Document extract:
---------------
# General > The Literature Network >  Request!

## Pensive

Admin, I will be highly obliged if we can get a sub forum in games sub forum for RPG (Role Playing Games)

RPG's are interesting and a lot of fun. I guess that many of us are interested in it.

Thanking you in anticipation. (lol, I hope it does not sounds like an application to the principal who is going to fire me from the school.)

If not possible, then don't hesitate to reject it.  :Biggrin:

----------


## RobinHood3000

I second Pensive's request.

----------


## Taliesin

We third, fourth, fifth and some more Pensive's request.

----------


## Nightshade

me too me too  :Biggrin:

----------


## Virgil

What exactly is a Role Playing Game? Aren't we doing that already with Robin? Or his he really the true Robin Hood?

----------


## RobinHood3000

A Role-Playing Game is a scenario (in forums, generally text-based) in which players take on characters, usually of their own creation, and have them interact with the characters of others. To a limited extent, that IS what is going on in the Merryfolk and Dastardly Stan threads, although some RPGs go so far as to have battle-systems and major plot lines.

----------


## Virgil

Sounds too complicated. Don't people just enjoy my wit and charm? Why do I need to make believe I'm someone else, even though I realize my name is not really Virgil.

----------


## Admin

That is beyond the scope of this forum. I invite you though to participate to this forum here instead:

http://www.thefantasyforum.com/forumdisplay.php?f=186

I own it as well.

----------


## Pensive

ok, thanks for the link.

----------


## Nightshade

hehe  :FRlol:  Why am I envisioning an invasion?

----------


## RobinHood3000

Ehhh...I'm not big on fantasy RPGs. Besides, isn't the FRPG in the Games subforum technically an RPG.
---------------
Supplied data:
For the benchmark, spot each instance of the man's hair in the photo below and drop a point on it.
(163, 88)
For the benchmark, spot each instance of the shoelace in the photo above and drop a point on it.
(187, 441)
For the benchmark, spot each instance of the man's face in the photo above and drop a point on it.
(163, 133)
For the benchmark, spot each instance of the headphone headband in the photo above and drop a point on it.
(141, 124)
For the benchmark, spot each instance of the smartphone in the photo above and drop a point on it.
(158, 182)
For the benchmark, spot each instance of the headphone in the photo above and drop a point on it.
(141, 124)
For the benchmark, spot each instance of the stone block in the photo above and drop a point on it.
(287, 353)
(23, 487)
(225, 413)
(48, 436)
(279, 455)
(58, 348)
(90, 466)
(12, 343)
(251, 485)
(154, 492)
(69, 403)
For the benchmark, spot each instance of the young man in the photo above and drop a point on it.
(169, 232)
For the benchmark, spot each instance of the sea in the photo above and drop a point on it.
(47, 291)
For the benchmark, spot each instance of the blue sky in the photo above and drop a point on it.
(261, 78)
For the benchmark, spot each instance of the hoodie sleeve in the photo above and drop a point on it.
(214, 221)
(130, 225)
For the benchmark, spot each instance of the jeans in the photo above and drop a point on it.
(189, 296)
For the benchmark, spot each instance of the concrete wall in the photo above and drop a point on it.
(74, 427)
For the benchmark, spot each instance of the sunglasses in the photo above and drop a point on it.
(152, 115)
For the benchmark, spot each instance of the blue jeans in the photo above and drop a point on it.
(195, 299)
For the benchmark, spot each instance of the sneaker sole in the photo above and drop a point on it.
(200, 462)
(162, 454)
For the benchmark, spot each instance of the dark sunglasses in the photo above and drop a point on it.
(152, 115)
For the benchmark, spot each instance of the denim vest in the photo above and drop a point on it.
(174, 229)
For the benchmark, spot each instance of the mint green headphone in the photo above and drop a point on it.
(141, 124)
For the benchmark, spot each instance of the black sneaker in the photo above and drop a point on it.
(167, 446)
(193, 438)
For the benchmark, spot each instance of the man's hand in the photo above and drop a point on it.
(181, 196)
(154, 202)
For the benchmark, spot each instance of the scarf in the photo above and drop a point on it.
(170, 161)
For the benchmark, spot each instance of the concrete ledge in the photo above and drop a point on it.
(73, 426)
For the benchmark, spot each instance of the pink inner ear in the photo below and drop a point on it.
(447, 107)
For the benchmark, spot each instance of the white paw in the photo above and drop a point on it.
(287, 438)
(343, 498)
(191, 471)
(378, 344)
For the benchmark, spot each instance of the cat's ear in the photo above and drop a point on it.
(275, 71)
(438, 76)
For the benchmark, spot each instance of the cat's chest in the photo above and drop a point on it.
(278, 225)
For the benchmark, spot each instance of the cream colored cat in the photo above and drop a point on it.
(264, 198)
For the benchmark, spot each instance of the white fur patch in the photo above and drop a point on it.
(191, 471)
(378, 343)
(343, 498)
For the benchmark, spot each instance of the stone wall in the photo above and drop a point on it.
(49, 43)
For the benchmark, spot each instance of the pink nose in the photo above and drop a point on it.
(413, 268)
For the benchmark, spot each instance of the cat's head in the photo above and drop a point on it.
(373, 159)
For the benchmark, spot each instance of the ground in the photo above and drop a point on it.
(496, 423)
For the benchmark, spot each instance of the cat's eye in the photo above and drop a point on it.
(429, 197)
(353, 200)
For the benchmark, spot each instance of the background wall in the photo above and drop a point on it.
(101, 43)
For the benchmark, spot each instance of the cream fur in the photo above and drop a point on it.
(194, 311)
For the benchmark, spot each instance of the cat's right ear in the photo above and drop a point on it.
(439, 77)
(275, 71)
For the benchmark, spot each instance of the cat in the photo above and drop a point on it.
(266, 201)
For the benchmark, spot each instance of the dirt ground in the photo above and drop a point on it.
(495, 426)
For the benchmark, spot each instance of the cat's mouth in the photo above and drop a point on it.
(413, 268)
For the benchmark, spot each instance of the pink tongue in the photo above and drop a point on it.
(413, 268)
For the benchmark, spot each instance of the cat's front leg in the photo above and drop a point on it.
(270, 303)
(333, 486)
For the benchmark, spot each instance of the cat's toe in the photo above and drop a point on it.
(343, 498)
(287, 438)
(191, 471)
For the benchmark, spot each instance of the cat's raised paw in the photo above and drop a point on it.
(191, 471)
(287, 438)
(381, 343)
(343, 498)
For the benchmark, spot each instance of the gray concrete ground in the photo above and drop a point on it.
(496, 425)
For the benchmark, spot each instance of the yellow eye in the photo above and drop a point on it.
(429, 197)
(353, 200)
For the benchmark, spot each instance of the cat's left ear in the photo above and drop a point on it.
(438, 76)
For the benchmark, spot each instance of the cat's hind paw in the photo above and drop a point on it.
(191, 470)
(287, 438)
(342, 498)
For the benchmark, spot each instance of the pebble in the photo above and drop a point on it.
---------------
Request A:
From the forum thread about a role-playing games subforum, extract the passage that begins at the words "That is beyond" and stops after the words "for the link.", copying it character for character.
Request B:
Filter the records and copy each line that contains the string "white".

Expected answer A:
That is beyond the scope of this forum. I invite you though to participate to this forum here instead:

http://www.thefantasyforum.com/forumdisplay.php?f=186

I own it as well.

----------


## Pensive

ok, thanks for the link.

Expected answer B:
For the benchmark, spot each instance of the white paw in the photo above and drop a point on it.
For the benchmark, spot each instance of the white fur patch in the photo above and drop a point on it.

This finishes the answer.